* **Aim**
Can you find every line below that contains the word "chair" and copy each one out?

* **Data lines**
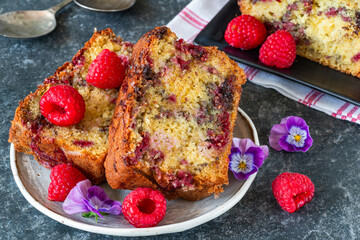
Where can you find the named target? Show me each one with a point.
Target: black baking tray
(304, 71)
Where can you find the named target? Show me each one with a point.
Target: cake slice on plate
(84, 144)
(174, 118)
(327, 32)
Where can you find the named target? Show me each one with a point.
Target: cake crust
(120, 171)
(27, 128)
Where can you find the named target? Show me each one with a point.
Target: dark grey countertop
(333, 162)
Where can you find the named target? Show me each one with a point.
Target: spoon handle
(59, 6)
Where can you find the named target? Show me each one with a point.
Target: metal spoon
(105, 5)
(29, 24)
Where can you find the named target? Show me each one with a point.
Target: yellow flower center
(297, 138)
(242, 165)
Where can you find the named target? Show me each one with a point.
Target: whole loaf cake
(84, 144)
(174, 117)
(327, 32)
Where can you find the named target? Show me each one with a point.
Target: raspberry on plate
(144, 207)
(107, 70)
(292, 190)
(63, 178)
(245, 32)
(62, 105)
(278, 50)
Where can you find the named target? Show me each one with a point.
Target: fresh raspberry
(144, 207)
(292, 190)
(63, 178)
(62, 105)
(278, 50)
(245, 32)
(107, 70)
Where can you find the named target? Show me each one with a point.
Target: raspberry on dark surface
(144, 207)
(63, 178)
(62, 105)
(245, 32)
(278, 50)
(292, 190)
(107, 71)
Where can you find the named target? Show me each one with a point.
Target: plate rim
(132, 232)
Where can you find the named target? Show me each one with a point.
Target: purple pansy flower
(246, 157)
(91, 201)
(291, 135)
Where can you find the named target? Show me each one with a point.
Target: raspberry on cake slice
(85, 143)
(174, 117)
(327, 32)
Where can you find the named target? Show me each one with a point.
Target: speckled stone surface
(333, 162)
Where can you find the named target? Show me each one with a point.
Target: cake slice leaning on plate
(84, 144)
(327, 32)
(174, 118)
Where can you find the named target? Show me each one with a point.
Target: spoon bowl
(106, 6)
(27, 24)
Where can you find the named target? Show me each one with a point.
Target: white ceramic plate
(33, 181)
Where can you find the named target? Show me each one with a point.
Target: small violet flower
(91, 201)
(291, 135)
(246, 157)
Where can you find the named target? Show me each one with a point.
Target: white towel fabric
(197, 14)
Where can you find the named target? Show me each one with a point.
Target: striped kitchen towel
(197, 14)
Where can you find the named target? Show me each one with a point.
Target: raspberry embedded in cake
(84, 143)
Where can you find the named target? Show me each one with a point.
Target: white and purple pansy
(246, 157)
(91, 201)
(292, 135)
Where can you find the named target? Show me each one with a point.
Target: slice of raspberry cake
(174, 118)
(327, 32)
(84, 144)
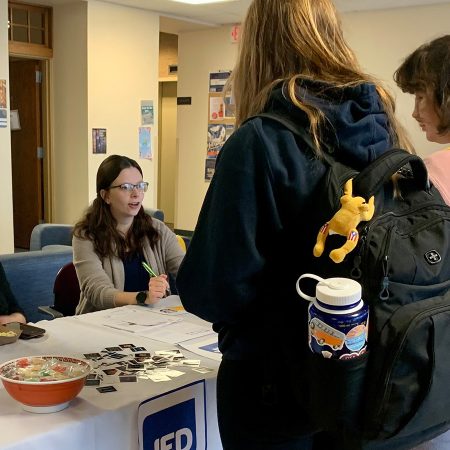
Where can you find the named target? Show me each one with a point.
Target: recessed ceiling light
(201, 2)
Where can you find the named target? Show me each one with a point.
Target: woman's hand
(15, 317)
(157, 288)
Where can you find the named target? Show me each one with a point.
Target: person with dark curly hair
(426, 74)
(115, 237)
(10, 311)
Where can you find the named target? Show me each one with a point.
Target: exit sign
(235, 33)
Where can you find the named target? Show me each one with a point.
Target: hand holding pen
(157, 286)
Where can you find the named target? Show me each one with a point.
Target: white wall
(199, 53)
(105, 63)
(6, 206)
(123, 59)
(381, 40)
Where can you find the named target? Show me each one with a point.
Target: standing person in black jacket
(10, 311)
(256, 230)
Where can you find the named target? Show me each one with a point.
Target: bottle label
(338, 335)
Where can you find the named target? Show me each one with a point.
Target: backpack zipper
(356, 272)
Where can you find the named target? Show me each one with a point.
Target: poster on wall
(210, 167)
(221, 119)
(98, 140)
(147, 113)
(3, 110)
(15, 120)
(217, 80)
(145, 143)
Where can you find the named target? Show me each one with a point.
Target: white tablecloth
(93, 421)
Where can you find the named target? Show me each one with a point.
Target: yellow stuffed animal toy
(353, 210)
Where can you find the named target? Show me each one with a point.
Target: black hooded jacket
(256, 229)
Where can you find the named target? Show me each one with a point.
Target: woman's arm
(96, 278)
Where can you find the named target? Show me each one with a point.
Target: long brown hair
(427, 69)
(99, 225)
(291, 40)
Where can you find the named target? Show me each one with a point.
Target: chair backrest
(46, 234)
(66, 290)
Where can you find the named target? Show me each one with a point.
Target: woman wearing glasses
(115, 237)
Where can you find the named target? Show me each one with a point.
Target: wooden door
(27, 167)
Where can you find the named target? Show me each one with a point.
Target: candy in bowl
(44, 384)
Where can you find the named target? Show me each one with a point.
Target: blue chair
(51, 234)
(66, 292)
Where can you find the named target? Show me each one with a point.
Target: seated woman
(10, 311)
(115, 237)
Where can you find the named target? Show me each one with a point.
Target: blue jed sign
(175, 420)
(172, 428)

* **Answer to this problem**
Target: chair backrest
Target: blue chair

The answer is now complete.